>> Start Data excerpts

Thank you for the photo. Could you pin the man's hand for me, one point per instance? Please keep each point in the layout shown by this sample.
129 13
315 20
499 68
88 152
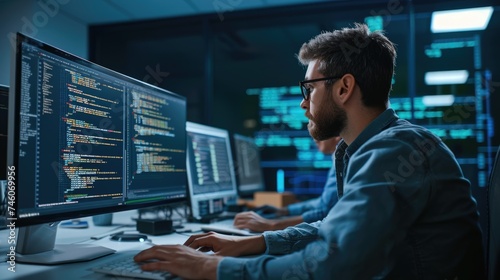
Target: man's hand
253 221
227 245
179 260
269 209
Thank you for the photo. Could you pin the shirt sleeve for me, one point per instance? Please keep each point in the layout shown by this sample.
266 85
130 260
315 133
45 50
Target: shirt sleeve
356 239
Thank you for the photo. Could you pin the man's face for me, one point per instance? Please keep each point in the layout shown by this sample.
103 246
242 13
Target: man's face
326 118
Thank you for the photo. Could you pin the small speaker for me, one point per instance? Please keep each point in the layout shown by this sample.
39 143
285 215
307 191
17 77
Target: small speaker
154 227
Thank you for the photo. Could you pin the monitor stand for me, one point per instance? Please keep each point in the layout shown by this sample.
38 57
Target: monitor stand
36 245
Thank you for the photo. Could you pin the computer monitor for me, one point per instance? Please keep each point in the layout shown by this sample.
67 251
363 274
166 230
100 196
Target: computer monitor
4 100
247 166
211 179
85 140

>> End Data excerpts
>> Start Data excerpts

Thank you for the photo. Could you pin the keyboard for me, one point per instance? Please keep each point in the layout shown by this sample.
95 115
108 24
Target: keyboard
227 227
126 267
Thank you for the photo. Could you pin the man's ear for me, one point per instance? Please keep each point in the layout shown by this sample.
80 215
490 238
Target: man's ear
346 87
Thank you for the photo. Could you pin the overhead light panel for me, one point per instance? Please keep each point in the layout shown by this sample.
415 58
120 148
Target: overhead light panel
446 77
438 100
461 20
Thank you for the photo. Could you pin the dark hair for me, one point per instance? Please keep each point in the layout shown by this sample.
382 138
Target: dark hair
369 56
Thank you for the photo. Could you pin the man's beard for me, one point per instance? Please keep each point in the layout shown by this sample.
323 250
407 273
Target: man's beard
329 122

>> End Data excerpts

▸ **What this task involves**:
Count the lines in the data above that contain the string "beard", treating uppercase and lowercase as different. Reply with the number alone.

▸ **Full answer**:
2